* _Task details_
Reprint every entry, character for character.

[Provided data Boundary: Start]

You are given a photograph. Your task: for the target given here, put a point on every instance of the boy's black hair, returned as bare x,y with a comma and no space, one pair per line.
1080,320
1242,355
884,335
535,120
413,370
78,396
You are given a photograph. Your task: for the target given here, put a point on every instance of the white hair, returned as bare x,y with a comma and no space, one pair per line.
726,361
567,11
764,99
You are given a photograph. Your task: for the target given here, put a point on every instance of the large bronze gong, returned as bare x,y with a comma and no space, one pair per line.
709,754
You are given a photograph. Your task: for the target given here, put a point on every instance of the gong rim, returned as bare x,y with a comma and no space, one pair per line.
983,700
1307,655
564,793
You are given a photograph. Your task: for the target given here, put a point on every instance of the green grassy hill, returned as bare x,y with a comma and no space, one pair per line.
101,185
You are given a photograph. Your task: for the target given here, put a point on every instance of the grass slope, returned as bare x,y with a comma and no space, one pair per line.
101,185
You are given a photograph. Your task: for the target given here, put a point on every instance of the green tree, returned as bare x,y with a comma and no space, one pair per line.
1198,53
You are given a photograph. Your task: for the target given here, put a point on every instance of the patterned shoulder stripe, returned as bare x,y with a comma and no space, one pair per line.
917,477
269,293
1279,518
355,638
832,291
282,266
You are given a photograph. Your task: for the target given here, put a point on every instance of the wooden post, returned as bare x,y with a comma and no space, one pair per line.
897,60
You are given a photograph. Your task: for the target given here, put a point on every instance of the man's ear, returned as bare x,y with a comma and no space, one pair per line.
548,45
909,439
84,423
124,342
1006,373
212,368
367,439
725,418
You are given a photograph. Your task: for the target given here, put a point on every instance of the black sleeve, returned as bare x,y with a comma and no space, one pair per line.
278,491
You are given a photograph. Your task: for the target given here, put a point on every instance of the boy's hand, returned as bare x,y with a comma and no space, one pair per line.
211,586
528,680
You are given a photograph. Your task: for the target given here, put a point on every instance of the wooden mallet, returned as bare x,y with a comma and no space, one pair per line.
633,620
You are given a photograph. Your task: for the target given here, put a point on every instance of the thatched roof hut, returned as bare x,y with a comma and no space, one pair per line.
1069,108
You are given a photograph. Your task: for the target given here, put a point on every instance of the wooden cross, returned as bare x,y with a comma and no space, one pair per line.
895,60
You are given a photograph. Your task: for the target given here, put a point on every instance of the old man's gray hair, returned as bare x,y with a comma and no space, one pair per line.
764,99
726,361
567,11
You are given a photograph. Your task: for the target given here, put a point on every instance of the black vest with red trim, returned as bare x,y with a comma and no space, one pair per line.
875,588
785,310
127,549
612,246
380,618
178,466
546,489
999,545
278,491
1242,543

[Provided data Boundary: End]

* _Result of this task_
You are given a photograph. Your task: for the target given here, put a point on every instance of the boy's black hair, returned as bare x,y with a comma and no space, one pair per line.
1080,320
1242,355
884,335
535,120
413,370
78,396
You are given a photograph. Your task: for the target given here, put a point on every instance of the white hair, returned as bare x,y with a comma and no space, one pair per line.
726,361
567,11
764,99
You are given a photograph. Your task: for the target given here, put a point on every instance of the large bronze gong, returned as bare x,y with a comma and no space, one pair per line.
709,754
You are given a photograph. Your task: for the target given here, put a point on every instance of the gong rim, returned as bare x,y with a comma and no space, one pair per line.
983,700
1307,655
564,793
You are given a photograph. Your task: for the target given here, put a point on every instance of the green grassy hill, returned as bare x,y with a comma and no space, one pair per line.
101,185
You are given a photograph. Your task: for the target given here, put a point on every instance of the grass slope, returned as bare x,y with a comma and no space, one pair per line.
101,185
You are given a photograph. Your task: for the target given here, put a point on every instance of the green tree, returned as bare x,y with a comma and no space, one pair per line.
1198,53
You are given a photograph. Your task: for the target given here, put a point on every instance of the patterned shoulder stripe, returned as bare x,y with a comma and no space, one pair per line.
917,477
269,293
1279,518
355,638
832,291
282,266
You are given a photograph. Your task: for the target given here, put a point on every instance of the wooden post, returned as bare x,y with a comma and no space, one pair per line.
897,60
You are given a photograph. Your task: for the target given here, put a point on every instance of the man's ear, returned as bare x,y with a comma and no space, one pair per line.
548,45
909,439
84,423
124,342
1006,373
212,368
367,439
725,418
You are given a photograph. Your task: for the target given here, put a point on every instance of the black sleeve, returned as bare x,y with a comma and no space, one pair per line.
278,491
You are given a photograph. Your task: for the target given here, put a point on every instance of the boy's hand, returned as bare x,y with a comma and no space, one pair per line.
211,586
528,680
You are given a photograph. Your task: for the target given here, put a point on every instance of the wooden mallet, returned as bare x,y with a comma and no space, one pair per line.
633,620
You are given a photograph. Your task: for the target given here, put a point on every instance of the thatched roof hut, returned as bare x,y with a comma and no space, one pair per line.
1069,108
You are given a photograph. Your task: for the target given here, put a point on every instance of the wooden cross, returned as bare x,y with a comma and no space, one pair per line.
895,60
You are given a photograph. Your task: for the target given here, put a point on every instance of the old man's gray hair, returned as bare x,y with a comma and no space, one pair per line.
764,99
726,361
567,11
You are given a photograph. Your task: for the target given here, put a point on every instance of the black vest with red trim, returned as bare x,y with a comma and no space, one pair per line.
875,588
785,310
127,549
612,246
380,618
178,466
546,489
999,545
278,491
1242,543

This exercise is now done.